■ **Extrait choisi**
━━━━━━━━━━━━━━━━━━━━━━━━━━━━━━
En l’espèce, le salarié invoque que les documents, relatifs à son activité professionnelle, étaient partagés, de sorte que l’employeur n’avait pas besoin d’obtenir communication du mot de passe de son ordinateur professionnel, qu’il n’a jamais refusé de remettre les codes d’accès de son ordinateur, et qu’il a transmis les codes le 24 décembre.
Cette transmission n’est pas établie, mais l’employeur, qui a la charge de l’administration de la preuve de la faute grave, doit rapporter la preuve qu’il n’avait pas d’autres possibilités, sans recourir au salarié, d’avoir communication du mot de passe informatique, ou d’avoir accès aux informations prétendument nécessaires à la poursuite de l’activité de l’entreprise, ce, d’autant plus que l’employeur reconnaît, de façon implicite et non équivoque, page 16 de ses écritures, l’existence d’un réseau partagé au sein de l’entreprise.
Cette preuve fait défaut.
En conséquence, ce motif n’apparaît pas réel et sérieux.
Synthèse
Il résulte des motifs supra que non seulement l’employeur ne rapporte pas la preuve de l’existence d’une faute grave, mais, qu’en outre, le licenciement apparaît sans cause réelle et sérieuse, de telle sorte que le jugement entrepris sera confirmé en ce qu’il a retenu la même conclusion.
Sur les indemnités subséquentes au licenciement sans cause réelle et sérieuse
Le salaire mensuel brut de référence
Ne tirant pas les conséquences de ses propres prétentions et moyens, relatif à sa rémunération, M. [E] [C] a limité le calcul du salaire mensuel brut de référence à la somme de 3 388,88 euros.
La cour ne pouvant statuer ultra petita, retiendra cette somme, à ce titre.
Les indemnités compensatrices de préavis et de congés payés sur préavis
En dernier état, le salarié fait état d’une rémunération mensuelle brute de 3 500 euros.
Les cadres bénéficiant d’un délai de préavis de 3 mois, conformément à la convention collective Syntec, le jugement entrepris sera confirmé en ce qu’il a condamné l’employeur, à ce titre, au paiement de la somme de 10 500 euros, outre la somme de 1 050 euros au titre des congés payés y afférents, sauf à ajouter que ces montants sont bruts.
L’indemnité légale de licenciement
Au regard de l’ancienneté du salarié, dans l’entreprise, augmentée du délai de préavis, c’est à juste titre que les premiers juges ont condamné l’employeur à payer, à ce titre, la somme de 1 127,31 euros, de telle sorte que le jugement sera confirmé sur ce chef.
━━━━━━━━━━━━━━━━━━━━━━━━━━━━━━
■ **Consignes**
[A] Restituez le passage de l’extrait sur le licenciement qui va de « Cette transmission n’est » à « sein de l’entreprise. ».
[B] D’après l’extrait sur le licenciement, les affirmations suivantes sont-elles exactes ? Répondez par oui ou par non à chacune, en citant les mots du texte qui tranchent. (i) L’employeur admet qu’un réseau partagé existe dans l’entreprise. (ii) Selon la convention collective Syntec, les cadres ont un préavis de deux mois. (iii) La cour retient un salaire mensuel brut de référence de 3 500 euros.

■ **Données enregistrées**
━━━━━━━━━━━━━━━━━━━━━━━━━━━━━━
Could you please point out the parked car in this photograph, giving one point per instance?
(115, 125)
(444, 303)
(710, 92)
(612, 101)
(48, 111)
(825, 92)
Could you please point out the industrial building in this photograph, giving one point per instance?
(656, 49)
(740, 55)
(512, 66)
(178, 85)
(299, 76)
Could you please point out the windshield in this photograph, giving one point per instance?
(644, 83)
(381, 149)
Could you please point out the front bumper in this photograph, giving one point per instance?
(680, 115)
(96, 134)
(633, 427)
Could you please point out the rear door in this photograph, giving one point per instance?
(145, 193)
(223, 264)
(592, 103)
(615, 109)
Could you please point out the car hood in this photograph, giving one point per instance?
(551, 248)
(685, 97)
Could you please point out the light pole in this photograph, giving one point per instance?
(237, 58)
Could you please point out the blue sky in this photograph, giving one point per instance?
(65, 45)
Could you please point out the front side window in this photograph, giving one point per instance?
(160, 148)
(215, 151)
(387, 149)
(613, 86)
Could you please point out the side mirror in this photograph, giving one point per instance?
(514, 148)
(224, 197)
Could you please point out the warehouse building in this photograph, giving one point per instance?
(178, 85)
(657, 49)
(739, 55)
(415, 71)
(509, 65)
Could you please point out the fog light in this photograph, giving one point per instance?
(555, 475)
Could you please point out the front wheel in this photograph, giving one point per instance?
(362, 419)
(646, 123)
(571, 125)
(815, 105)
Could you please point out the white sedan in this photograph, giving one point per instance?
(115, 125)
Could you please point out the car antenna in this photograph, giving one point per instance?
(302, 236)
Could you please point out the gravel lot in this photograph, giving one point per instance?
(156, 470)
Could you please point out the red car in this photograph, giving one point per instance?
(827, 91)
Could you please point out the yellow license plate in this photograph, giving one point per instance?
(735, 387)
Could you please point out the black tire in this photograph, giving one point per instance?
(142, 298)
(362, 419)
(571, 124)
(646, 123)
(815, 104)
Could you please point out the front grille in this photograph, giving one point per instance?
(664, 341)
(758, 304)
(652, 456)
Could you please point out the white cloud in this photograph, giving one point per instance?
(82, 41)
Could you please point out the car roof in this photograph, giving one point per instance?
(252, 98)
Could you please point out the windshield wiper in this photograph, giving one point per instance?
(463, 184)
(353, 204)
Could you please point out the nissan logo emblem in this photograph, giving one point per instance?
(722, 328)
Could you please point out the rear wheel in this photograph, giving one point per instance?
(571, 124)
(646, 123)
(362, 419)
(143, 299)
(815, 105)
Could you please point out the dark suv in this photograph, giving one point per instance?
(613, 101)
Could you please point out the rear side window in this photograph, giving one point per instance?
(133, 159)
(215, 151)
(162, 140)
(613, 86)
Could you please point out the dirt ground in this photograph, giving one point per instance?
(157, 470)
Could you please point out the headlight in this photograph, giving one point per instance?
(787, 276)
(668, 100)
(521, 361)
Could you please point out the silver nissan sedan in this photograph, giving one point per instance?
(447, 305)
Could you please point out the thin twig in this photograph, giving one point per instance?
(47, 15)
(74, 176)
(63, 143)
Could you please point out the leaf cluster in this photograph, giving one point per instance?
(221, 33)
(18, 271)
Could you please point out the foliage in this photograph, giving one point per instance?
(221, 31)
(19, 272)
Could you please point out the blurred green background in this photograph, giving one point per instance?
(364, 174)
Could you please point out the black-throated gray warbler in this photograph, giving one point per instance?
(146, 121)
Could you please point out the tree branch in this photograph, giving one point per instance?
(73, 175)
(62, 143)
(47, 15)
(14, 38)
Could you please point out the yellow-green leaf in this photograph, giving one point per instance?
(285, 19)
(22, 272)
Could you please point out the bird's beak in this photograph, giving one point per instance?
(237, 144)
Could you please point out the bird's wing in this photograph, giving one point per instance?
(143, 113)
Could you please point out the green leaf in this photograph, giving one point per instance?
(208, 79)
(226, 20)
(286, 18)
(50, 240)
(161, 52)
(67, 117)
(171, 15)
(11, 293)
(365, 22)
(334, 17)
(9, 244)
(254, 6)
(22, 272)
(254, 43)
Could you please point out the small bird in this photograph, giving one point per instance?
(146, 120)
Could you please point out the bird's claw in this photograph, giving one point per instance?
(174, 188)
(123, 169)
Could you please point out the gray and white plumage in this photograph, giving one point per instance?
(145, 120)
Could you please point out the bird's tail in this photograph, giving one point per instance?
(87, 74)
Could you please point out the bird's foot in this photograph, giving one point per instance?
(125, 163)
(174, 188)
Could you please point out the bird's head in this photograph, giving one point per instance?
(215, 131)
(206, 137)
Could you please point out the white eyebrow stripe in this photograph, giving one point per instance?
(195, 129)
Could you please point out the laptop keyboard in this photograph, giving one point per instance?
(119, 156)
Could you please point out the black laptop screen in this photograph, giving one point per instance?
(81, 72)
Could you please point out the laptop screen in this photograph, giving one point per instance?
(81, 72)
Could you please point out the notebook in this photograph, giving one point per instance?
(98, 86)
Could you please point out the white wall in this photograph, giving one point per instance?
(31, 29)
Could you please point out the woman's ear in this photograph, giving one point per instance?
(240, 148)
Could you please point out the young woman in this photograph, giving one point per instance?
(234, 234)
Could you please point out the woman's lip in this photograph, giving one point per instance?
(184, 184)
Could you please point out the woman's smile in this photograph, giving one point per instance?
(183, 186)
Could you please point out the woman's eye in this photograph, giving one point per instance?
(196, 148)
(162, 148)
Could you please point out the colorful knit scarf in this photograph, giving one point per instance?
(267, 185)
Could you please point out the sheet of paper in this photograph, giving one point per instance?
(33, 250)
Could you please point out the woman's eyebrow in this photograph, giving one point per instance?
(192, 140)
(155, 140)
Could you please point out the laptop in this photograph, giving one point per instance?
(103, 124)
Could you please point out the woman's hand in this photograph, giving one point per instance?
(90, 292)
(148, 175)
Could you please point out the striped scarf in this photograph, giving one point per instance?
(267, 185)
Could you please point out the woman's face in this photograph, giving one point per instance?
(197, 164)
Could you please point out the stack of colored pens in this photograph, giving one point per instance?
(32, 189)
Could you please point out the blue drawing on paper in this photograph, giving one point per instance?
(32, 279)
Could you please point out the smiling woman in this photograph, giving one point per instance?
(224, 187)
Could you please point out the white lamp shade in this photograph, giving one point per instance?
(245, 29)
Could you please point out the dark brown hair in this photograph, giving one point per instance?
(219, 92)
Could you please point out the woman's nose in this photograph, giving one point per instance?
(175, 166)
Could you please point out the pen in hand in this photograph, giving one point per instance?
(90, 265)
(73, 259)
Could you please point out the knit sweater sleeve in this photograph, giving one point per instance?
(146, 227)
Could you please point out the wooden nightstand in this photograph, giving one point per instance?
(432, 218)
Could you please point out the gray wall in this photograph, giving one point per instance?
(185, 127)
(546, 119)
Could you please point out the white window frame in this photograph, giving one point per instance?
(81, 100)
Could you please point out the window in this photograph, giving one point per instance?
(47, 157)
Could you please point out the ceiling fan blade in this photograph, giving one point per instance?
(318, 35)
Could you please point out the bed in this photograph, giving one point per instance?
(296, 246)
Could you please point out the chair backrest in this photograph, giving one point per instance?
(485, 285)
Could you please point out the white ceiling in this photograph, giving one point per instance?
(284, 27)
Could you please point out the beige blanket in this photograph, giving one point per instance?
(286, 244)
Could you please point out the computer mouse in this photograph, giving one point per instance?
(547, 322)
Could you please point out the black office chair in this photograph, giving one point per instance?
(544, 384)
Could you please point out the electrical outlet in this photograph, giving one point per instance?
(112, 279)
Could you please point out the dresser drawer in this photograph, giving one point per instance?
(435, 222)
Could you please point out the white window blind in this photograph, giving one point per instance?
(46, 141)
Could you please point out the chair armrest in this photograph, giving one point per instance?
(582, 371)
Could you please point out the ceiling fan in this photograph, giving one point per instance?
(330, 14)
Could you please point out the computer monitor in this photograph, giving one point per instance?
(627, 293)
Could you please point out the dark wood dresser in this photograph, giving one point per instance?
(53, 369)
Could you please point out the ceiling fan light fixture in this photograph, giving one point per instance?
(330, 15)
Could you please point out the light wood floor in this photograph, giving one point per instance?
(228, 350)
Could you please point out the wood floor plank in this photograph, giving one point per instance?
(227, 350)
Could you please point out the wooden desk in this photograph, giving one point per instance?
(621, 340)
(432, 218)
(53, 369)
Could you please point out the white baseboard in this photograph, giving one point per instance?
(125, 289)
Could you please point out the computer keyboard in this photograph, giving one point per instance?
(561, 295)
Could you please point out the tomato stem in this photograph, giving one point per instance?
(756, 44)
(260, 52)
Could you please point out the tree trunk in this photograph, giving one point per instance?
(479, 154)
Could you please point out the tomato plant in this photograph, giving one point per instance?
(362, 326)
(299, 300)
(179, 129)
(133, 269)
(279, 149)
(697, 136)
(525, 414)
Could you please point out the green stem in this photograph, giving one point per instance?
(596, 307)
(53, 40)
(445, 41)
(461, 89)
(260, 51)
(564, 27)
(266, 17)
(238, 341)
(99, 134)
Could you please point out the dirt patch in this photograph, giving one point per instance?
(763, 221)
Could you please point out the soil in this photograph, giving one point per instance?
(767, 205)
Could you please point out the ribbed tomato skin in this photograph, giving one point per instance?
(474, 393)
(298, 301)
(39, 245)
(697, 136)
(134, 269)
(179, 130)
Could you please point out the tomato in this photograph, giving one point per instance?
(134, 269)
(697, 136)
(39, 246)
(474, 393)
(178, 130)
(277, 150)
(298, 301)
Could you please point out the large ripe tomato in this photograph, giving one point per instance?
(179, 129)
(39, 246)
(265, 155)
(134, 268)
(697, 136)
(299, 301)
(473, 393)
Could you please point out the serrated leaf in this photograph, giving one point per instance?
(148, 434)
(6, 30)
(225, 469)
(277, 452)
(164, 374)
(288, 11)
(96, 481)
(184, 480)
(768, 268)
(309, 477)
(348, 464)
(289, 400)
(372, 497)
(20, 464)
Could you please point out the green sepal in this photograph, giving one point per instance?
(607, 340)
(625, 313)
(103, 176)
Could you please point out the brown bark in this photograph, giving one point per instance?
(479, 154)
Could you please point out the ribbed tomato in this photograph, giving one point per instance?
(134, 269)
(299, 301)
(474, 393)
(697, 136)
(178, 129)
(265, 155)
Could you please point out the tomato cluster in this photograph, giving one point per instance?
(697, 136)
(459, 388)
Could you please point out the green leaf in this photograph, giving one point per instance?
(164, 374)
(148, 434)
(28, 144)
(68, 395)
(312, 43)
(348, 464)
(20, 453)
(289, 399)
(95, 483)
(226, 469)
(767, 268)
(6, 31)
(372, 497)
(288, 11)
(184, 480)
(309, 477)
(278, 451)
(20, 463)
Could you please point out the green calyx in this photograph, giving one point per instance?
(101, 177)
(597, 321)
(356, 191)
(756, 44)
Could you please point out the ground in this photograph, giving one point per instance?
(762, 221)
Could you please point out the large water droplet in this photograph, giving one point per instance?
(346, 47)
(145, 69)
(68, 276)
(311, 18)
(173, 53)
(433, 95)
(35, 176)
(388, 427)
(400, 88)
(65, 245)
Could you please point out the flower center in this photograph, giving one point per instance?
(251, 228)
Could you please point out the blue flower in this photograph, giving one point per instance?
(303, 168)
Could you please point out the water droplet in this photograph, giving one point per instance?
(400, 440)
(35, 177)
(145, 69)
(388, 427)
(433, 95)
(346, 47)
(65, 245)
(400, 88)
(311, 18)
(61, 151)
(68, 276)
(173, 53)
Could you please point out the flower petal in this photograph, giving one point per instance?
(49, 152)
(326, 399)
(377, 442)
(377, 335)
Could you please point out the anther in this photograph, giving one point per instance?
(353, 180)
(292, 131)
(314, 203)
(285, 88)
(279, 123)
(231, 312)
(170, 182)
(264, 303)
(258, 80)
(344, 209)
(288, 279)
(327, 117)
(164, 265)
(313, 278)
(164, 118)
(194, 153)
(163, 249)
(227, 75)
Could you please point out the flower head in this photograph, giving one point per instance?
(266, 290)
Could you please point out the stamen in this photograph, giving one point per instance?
━━━━━━━━━━━━━━━━━━━━━━━━━━━━━━
■ **Réponses**
[A]
Cette transmission n’est pas établie, mais l’employeur, qui a la charge de l’administration de la preuve de la faute grave, doit rapporter la preuve qu’il n’avait pas d’autres possibilités, sans recourir au salarié, d’avoir communication du mot de passe informatique, ou d’avoir accès aux informations prétendument nécessaires à la poursuite de l’activité de l’entreprise, ce, d’autant plus que l’employeur reconnaît, de façon implicite et non équivoque, page 16 de ses écritures, l’existence d’un réseau partagé au sein de l’entreprise.

[B]
(i) Oui : « l’employeur reconnaît, de façon implicite et non équivoque, page 16 de ses écritures, l’existence d’un réseau partagé au sein de l’entreprise ».
(ii) Non : « Les cadres bénéficiant d’un délai de préavis de 3 mois, conformément à la convention collective Syntec ».
(iii) Non : « a limité le calcul du salaire mensuel brut de référence à la somme de 3 388,88 euros » et « La cour ne pouvant statuer ultra petita, retiendra cette somme ».